→ **Document extract**:
+ + +
According to William Aydelotte, conventions are the elements that make detective stories popular because they correspond to wish-fulfillment fantasies and therefore describe the readers and their unmotivational drives (compare to 307-308). This theory appears interesting to me with regard to the fact that Gilman's mystery was not published until 1997. Its underlying fantasies seem to have produced certain sensations that the publishers and the readership were not ready for yet.

My thesis is that Gilman used the detective couple to make fun of the conventions of the genre and to show that little has changed for women. In the next section, taking the usage of (nick)names and the partnership presented in the book as examples, I will try to prove this against the background of the society and the gender relations in the nineteenth century and in the 1920s.

II. Main Part

1. The Genre: Detective Fiction

Maureen T. Reddy defines the genre detective fiction as all works of literature with the main interest in the investigation of mostly criminal events that are covered up in the beginning of the story. Murder or any other crime is not always necessary, and it does not have to be solved with material clues (compare to II 11). I favor her broad definition because a more puristic one would exclude Unpunished. There is no murder in this mystery as it becomes clear in the end.

1.1. Historical Background and the Creation of Conventions

"Puzzle stories, mystery stories, crime stories, and stories of deduction and analysis have existed since the earliest times - and the detective story is closely related to them all. Yet the detective story itself is purely a development of the modern age" (Haycraft 4). It evolved as a literary genre in the nineteenth century. The first murder appeared in Edgar Allen Poe's The Murders in the Rue Morgue (1852). The first series-detective was invented in England: Arthur Conan Doyle's Sherlock Holmes (1887), a character that influenced all following works of detective fiction (compare to Reddy II 9).

Nevertheless, the first novel of the genre seems to have been written by a woman writer. According to Catherine Ross Nickerson, Metta Fuller Victor's The Dead Letter (1866) was the first American detective novel (compare to 29). Howard Haycraft, however, states that Anna Katharine Green whose book The Leavenworth Case was published in 1878 has been the first writer who practiced this form in any land or language (compare to 83-84). She stands in what Nickerson names the tradition of the domestic detective novel. Their main locus "is the domestic spaces of the wealthy professional and mercantile classes" (XI). That is why "surveillance is an intimate act, and the story of uncovering a crime realigns and affirms the important bonds of love and duty" (53).
+ + +
→ **Entries provided**:
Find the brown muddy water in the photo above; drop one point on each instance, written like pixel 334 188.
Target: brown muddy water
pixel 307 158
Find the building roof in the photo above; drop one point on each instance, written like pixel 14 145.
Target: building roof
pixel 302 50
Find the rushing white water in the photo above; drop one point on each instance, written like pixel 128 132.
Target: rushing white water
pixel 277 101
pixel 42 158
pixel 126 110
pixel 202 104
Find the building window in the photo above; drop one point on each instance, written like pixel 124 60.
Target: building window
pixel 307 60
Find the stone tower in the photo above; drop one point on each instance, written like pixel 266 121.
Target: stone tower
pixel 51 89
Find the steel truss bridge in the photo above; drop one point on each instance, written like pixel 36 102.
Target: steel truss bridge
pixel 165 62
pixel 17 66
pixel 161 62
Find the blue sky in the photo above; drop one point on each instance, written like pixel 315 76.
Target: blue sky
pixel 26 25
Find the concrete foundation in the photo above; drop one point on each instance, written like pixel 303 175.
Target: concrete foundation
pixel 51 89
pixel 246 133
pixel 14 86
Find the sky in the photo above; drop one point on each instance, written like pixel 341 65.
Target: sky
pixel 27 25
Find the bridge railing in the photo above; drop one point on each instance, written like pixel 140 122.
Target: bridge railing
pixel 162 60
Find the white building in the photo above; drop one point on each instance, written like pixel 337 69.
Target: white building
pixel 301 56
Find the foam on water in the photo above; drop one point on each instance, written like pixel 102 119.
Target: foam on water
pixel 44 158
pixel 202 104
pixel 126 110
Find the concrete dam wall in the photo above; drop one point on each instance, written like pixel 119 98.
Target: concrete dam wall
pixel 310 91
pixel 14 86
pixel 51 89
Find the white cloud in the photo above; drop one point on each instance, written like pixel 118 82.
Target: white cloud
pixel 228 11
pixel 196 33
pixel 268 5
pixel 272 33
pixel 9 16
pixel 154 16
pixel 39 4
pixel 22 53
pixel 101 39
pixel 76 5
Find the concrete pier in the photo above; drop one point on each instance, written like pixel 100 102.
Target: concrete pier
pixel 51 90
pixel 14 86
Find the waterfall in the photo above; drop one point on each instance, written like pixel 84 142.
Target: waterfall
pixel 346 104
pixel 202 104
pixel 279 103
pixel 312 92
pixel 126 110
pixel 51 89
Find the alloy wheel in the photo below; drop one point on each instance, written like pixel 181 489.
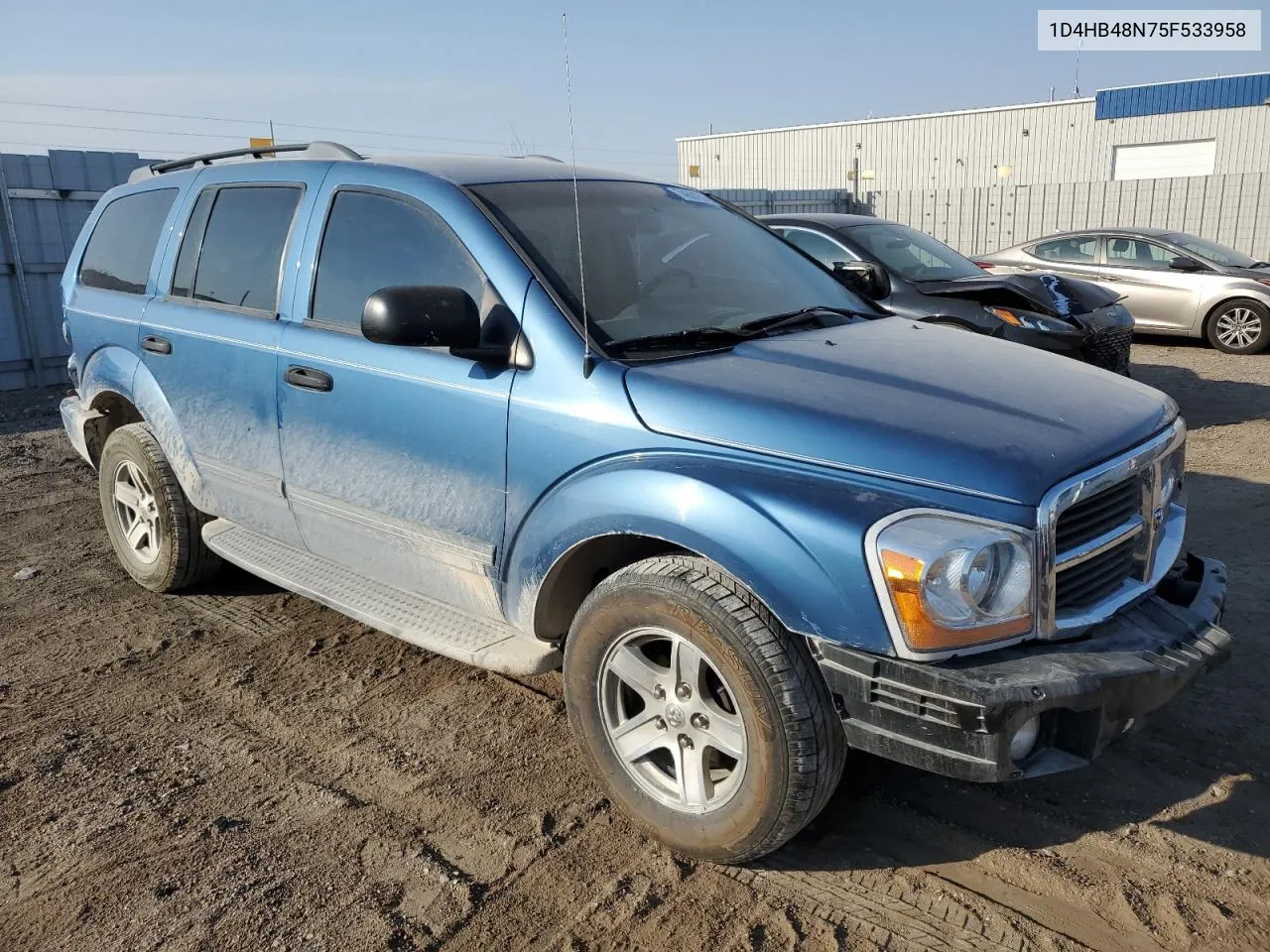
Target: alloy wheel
pixel 672 720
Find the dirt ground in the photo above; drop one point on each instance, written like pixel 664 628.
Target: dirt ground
pixel 240 769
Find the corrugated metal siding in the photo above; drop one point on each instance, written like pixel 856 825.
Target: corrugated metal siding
pixel 1233 209
pixel 48 227
pixel 1192 95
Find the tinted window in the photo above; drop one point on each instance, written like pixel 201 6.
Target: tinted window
pixel 243 245
pixel 1213 252
pixel 658 259
pixel 821 248
pixel 912 254
pixel 183 278
pixel 373 241
pixel 1135 253
pixel 122 246
pixel 1080 250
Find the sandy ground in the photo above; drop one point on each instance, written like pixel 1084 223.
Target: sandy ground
pixel 240 769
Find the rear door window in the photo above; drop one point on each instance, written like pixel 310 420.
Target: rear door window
pixel 236 259
pixel 122 245
pixel 1135 253
pixel 1080 249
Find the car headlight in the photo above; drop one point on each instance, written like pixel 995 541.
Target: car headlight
pixel 952 581
pixel 1032 321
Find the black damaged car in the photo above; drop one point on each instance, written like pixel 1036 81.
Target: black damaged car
pixel 915 276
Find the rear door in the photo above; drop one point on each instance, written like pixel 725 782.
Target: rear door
pixel 211 336
pixel 1157 296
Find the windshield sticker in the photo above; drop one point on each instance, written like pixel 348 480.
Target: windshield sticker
pixel 688 194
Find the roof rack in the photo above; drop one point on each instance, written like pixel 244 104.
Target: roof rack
pixel 318 149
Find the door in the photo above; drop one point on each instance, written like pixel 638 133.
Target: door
pixel 211 336
pixel 1157 296
pixel 1071 255
pixel 394 456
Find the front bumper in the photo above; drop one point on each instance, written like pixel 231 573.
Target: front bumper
pixel 956 717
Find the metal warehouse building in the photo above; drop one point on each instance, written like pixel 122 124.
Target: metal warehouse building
pixel 1201 127
pixel 1193 157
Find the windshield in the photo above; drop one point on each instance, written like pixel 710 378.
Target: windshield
pixel 912 254
pixel 659 259
pixel 1211 252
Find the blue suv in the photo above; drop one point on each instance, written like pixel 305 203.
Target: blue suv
pixel 532 417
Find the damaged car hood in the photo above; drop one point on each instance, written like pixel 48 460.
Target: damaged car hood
pixel 1051 295
pixel 905 400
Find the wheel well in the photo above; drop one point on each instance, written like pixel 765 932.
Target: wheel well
pixel 116 412
pixel 580 569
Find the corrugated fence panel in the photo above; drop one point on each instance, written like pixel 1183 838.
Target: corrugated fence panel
pixel 50 198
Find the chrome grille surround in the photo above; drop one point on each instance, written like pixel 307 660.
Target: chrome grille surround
pixel 1155 532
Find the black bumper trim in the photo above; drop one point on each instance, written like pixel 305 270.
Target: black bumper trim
pixel 955 717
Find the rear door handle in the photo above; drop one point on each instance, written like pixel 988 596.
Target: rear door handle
pixel 309 379
pixel 157 345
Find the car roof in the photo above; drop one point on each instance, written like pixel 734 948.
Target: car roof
pixel 828 218
pixel 484 169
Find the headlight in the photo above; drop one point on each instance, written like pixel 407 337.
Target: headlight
pixel 1032 321
pixel 952 581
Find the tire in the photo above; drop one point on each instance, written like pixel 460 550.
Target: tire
pixel 167 551
pixel 1239 326
pixel 792 738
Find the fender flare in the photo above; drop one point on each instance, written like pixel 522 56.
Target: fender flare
pixel 118 371
pixel 716 511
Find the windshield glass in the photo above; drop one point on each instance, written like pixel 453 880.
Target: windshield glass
pixel 659 259
pixel 912 254
pixel 1211 252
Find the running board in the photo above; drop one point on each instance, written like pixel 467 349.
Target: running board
pixel 404 615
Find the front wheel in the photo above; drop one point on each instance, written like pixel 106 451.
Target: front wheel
pixel 703 717
pixel 1239 326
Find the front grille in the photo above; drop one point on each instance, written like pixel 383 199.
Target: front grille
pixel 1109 350
pixel 1097 515
pixel 1112 532
pixel 1093 579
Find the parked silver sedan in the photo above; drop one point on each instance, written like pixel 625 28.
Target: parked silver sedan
pixel 1170 281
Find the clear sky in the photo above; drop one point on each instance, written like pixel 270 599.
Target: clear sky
pixel 488 75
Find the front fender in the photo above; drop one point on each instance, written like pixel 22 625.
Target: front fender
pixel 119 371
pixel 794 538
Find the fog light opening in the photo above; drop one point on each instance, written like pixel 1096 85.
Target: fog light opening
pixel 1024 739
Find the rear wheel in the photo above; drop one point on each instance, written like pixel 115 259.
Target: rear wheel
pixel 705 719
pixel 155 530
pixel 1239 326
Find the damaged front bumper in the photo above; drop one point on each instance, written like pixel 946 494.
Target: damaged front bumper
pixel 957 717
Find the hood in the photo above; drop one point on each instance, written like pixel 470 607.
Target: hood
+ + +
→ **Task list**:
a – Decide whether each statement below agrees with the essay on detective fiction, answering yes or no and quoting the deciding words from the essay: (i) Gilman's mystery was not published until 1997; (ii) Reddy's definition requires that a crime be solved with material clues; (iii) Haycraft names Metta Fuller Victor as the first writer to practice the form.
b – Carry the essay on detective fiction forward from its final sentence.

→ **Final results**:
a –
(i) Yes: "Gilman's mystery was not published until 1997"
(ii) No: "it does not have to be solved with material clues"
(iii) No: "Anna Katharine Green whose book The Leavenworth Case was published in 1878 has been the first writer who practiced this form in any land or language"

b –
At long last, detective fiction is popular literature and, whether it is written by male or female authors, just responds to society's demands being "more a commodity produced for mass consumption than a valid social history" (Klein 5). So it appears almost remarkable that the first feminist detective novel, Gaudy Night by Dorothy L. Sayers, was published in 1935, only six years after Charlotte Perkins Gilman's Unpunished was refused.

But the genre already started to change in the period between the two world wars:

"The classical style is [...] understood to be primarily devoted to the production of intricate mental puzzles and astoundingly clever detectives [...] to solve them. The hard-boiled style, on the other hand, is generally described and apprehended as more realistic, more interested in basic instincts and motivations (e.g., rage, greed, and lust) in its criminals and in its detectives, and shot through with violence and disorder, even in the investigative stages of the narrative" (Nickerson 5-6).

According to Haycraft, detective fiction became "more natural and plausible, using less 'hokum' and fewer attempts to startle or amaze. The novels are better written and follow the rules of fair play" (Klein 95). By the end of the 1920s, a body of criticism had been produced that tried to lay down the limits within the writers ought to operate. Making a distinction from other literature, the formula demanded for example that clues had to be provided and to lead to rational and inevitable conclusions. Accidents, coincidences and the use of instinct were seen as a failure of the author and as unfair to the reader (compare to Symons 101-102).

1.2. Fictional Detectives by Women Writers - Conventions of the 1920s

1.2.1. Male

"Although women writers dominated the period [...] their detectives were all men; so were the heroes of the male writers. The glittering and glamorous world of the golden age novel easily acknowledged women as wives and mistresses, murderers and victims, assistants and troublemakers, but seldom as detective heroes" (Klein 96).

So female mystery writers used a male main figure, either a professional detective or a gifted amateur (compare to Reddy I 8). Discovering the essential clue and solving the murder, he makes the world simple, comprehensible and orderly. His main function is to give security, certainty and protection. He has power and strength but also uses his intellect as a means of controlling the external world. The male detective is the one who understands the meanings and possibilities of life and reveals its vistas to the reader (compare to Aydelotte 315).

In the 1920s, "the detectives are eccentric, human, and fallible; they seem 'more ordinary'. Nonetheless, Haycraft also finds them "flawed, overly static and mental in reaction to their excessively physical predecessors" (Klein 95-96). The stereotype of the hard-boiled private eye replaced the 19th-century detective who saved the correctness of bourgeois society from subversive external attacks. He "is more concerned with preserving the coherence and autonomy of the individual in the face of a society which is manifestly fragmented and chaotic" (C-F 154). "He is street-wise, smart, cynical, a loner, an individualist who must rely on his own rational power to survive" (C-F 152).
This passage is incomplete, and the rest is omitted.